#### To-do list:
[1] In the passage on hints and the query phase, what does the "invertible PRF" mechanism let you do?
[2] Please pick up the passage on hints and the query phase after its final sentence and keep writing it.

#### Page excerpt:
If desired, the process can also be done in FHE, which means the
client would only need to download the hints, but the server would need
to do FHE work over the whole dataset; this is of course expensive, and
optimizing it is an ongoing problem.
Query phase
Suppose you are interested in a specific coordinate \((x, y)\). First, you discover a hint index
\(j\) that generates a hint that
contains \((x, y)\). This is where the
"invertible PRF" mechanism helps: it lets you immediately run the
function in reverse knowing \(S_x\) and
\(y\) to compute all \(j\)'s such that \(H(S_x, j) = y\). However, if you want to
avoid this complexity, you could just set \(H(S_x, j) = sha256(S_x, \lfloor \frac{j}{16}
\rfloor)[j \% 16: (j \% 16) + 2]\) and then compute on average
\(\frac{\sqrt{N}}{16}\) hashes every
time.

#### Entries provided:
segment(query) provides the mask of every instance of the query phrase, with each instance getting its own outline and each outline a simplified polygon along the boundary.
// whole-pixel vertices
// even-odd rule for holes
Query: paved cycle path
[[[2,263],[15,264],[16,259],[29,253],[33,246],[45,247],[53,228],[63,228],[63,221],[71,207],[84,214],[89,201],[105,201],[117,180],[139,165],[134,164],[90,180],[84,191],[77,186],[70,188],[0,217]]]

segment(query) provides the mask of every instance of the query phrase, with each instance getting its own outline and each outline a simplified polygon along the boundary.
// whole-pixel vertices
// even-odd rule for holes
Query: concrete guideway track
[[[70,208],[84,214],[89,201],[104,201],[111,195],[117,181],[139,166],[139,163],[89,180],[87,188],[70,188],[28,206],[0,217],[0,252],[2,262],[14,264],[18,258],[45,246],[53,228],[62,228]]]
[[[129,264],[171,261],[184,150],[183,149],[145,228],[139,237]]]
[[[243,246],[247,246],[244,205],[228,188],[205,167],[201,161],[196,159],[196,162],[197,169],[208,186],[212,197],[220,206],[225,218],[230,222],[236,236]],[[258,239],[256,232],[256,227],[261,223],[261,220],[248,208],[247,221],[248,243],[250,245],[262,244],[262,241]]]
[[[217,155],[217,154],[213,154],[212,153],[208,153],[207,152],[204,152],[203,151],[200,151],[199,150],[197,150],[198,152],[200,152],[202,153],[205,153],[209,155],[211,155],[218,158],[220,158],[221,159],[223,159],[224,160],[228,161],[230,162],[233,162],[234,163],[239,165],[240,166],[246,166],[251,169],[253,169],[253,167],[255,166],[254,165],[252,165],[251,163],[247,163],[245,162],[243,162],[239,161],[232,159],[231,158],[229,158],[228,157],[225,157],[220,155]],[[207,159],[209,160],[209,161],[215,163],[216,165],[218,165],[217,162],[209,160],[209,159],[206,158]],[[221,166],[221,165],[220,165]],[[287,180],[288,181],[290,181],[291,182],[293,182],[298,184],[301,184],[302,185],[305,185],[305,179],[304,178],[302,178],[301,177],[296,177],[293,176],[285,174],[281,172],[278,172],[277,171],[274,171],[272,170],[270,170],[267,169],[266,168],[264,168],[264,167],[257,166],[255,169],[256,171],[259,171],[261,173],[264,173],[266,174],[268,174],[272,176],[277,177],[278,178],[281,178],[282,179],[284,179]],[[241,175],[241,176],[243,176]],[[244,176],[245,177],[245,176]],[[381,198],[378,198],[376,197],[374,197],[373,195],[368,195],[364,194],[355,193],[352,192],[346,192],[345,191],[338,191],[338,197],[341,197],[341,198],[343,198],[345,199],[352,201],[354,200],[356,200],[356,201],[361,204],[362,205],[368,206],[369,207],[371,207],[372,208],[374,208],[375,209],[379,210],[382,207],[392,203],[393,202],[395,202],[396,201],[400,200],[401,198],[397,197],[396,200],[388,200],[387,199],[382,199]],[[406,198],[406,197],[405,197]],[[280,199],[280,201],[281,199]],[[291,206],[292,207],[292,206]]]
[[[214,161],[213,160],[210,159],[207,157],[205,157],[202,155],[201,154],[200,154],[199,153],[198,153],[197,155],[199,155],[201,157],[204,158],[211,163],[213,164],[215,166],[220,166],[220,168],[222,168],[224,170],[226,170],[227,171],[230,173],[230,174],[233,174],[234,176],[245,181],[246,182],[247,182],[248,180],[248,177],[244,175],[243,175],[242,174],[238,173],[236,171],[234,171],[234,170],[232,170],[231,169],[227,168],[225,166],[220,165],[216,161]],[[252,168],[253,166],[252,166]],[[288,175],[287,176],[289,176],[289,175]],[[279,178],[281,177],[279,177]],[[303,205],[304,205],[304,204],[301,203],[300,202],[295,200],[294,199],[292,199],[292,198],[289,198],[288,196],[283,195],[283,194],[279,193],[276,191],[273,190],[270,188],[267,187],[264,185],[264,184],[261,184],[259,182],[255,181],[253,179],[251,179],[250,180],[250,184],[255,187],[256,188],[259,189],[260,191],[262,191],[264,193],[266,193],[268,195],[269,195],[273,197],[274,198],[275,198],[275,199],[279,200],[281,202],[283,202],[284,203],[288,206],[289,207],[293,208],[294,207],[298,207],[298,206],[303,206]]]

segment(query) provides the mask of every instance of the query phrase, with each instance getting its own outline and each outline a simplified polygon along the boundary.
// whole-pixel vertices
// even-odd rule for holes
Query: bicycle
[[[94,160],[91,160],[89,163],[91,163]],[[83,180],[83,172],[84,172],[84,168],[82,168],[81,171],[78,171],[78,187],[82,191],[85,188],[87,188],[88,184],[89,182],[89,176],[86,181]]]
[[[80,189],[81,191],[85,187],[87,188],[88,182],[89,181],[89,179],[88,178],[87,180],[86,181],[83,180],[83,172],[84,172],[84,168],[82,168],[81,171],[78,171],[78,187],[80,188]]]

#### Written responses:
[1] It lets you run the function in reverse, knowing \(S_x\) and \(y\), to compute all \(j\)'s such that \(H(S_x, j) = y\).

[2]
Then, you determine the \(\frac{\sqrt{N}}{2} + 1\) rows that the hint
generates. You take out row \(x\). You then send the server a message
that contains:
- \([(r_1, c_1), (r_2, c_2) ...
(r_{\frac{\sqrt{N}}{2}}, c_{\frac{\sqrt{N}}{2}})]\): the set of
points included in that hint, except for the point you want
- \([(x_1, y_1), (x_2, y_2) ...
(x_{\frac{\sqrt{N}}{2}}, y_{\frac{\sqrt{N}}{2}})]\): the set of
all other rows (including the row you want), with a randomly
chosen column for each one
You send these in a random order, so the server does not know which
is which. As far as the server can tell, you just sent it a random set
of points, one per row, with the rows split in half in an arbitrary way.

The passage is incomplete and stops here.